--- start of Text segment ---
How technology fools the brain to think it remembers facts it finds online

If I suddenly lost my phone, until I got a replacement, I wouldn’t be able to: 

  • Do my banking
  • Make payments such as buying groceries, or a coffee
  • Get emails
  • Call any of my friends
  • Take pictures
  • See any of the pictures I’ve taken over the last eleven years
  • Shoot videos
  • Post on my social media accounts
  • Check up on my pets when I’m away from home
  • Record ideas and make notes

The fact that I outsource so many of my activities to a device which then seamlessly integrates in my life makes it easy to overlook some of the other key things I use my smartphone for: 

  • Search for information
  • Find services I need
  • Verify facts I’m not sure about

We need information to function in the world. Because information, and how we find it, is key to our survival it is inevitable that search, in general, and Google, in particular, affect the way our brain apportions memory in order to remember what we need. Adaptive learning is the means through which we change how we learn so we achieve two things: 

  • Learn as much as possible with as little effort as possible (the energetic cost of learning and remembering is key to this activity)
  • Remember as much as possible of what we learn with as little effort as possible

Google’s ability to provide fast, accurate (mostly) results, inevitably had an effect on the way we approach adaptive learning and apportion transactive memory. That hasn’t changed in the eleven years that passed since I wrote the article on the subject. So, why this post? Now?
--- end of Text segment ---
--- start of Recorded data ---
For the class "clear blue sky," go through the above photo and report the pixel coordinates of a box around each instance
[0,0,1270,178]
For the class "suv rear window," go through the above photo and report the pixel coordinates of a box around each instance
--- end of Recorded data ---
Required actions:
1. In the article on technology and memory, how many years' worth of pictures would become unavailable if the phone were lost?
2. According to the article on technology and memory, why is it inevitable that search affects the way the brain apportions memory? Answer in one to three sentences.
3. Pick up the article on technology and memory after its last sentence and keep writing it.

Answers below:
1. Eleven years' worth.

2. Information, and how we find it, is key to our survival. So search in general, and Google in particular, inevitably shapes how the brain apportions memory to remember what it needs.

3.
Memory Is Fuzzy

The brain loves to play tricks on us. Not so much to fool us as to reduce the energy burden on itself of maintaining multiple levels of a reality that is nuanced. Did I truly mean I loved my friend’s wife’s hat when I complimented her when we met or was I simply being polite and the hat left me indifferent? Or, did I actually hate the hat but chose instead to hide that fact from her and my friend for the sake of our friendship and just lied outright about how much I liked it? Or, did I think the hat was so-so and she could have made a better choice but it really didn’t matter and all I had to do was mouth the right sentiment to make the moment of our meeting pass without incident? 

Each of these options and any others I haven’t thought about would have to be remembered as I socially interacted with my friend and his wife. What’s more, I would have to remember what I said and why and what I felt (but didn’t say) in future meetings where I would have to navigate equally intricate social mines. 

So, it’s much easier to convince myself I love her hat. After all I truly haven’t got any hard feelings about hats and choices and telling myself I love her hat is by far the easiest way to reduce the cognitive load that all other options would damp on me. Would I be lying to myself? Sure, if I am being 100% honest, but seeing how reducing the cognitive load I feel is a real survival strategy my inclination to feel bad about it is significantly outweighed by the very direct benefits I enjoy in the increased ease with which I navigate daily life.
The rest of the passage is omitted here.